Requirements:
Skip every picture and transcribe the remaining material exactly.
## BEGIN
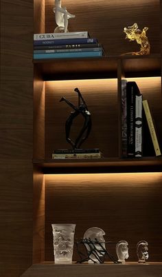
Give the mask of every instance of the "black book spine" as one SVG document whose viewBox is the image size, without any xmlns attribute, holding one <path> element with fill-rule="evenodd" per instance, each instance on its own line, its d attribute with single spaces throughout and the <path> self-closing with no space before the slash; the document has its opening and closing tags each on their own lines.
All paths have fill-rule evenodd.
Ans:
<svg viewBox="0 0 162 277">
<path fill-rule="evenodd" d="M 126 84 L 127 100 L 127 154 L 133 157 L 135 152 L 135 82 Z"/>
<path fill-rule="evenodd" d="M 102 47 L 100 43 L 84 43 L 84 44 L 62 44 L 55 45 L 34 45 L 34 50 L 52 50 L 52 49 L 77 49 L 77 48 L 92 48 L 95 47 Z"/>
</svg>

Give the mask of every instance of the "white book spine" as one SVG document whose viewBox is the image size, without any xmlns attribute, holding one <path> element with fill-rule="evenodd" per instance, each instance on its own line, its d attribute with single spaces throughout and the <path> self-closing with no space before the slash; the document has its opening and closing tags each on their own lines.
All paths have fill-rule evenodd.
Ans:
## END
Solution:
Give the mask of every instance of the "black book spine" as one SVG document whose viewBox is the image size, without any xmlns attribute, holding one <path> element with fill-rule="evenodd" per instance, each instance on its own line, its d attribute with single spaces throughout and the <path> self-closing with no space before the slash; the document has its opening and closing tags each on their own lines.
All paths have fill-rule evenodd.
Ans:
<svg viewBox="0 0 162 277">
<path fill-rule="evenodd" d="M 126 84 L 127 100 L 127 154 L 133 157 L 135 152 L 135 82 Z"/>
<path fill-rule="evenodd" d="M 102 47 L 100 43 L 84 43 L 84 44 L 62 44 L 55 45 L 34 45 L 34 50 L 52 50 L 52 49 L 77 49 L 77 48 L 92 48 L 95 47 Z"/>
</svg>

Give the mask of every instance of the "white book spine" as one SVG document whose viewBox is the image size, without any xmlns attribute, holding one <path> element with fill-rule="evenodd" per instance, each instance on its own line, its d attribute with single spaces throughout and the <path> self-closing with no space before the slash; the document has its opening and closing tags each on their own lines.
All paths have fill-rule evenodd.
Ans:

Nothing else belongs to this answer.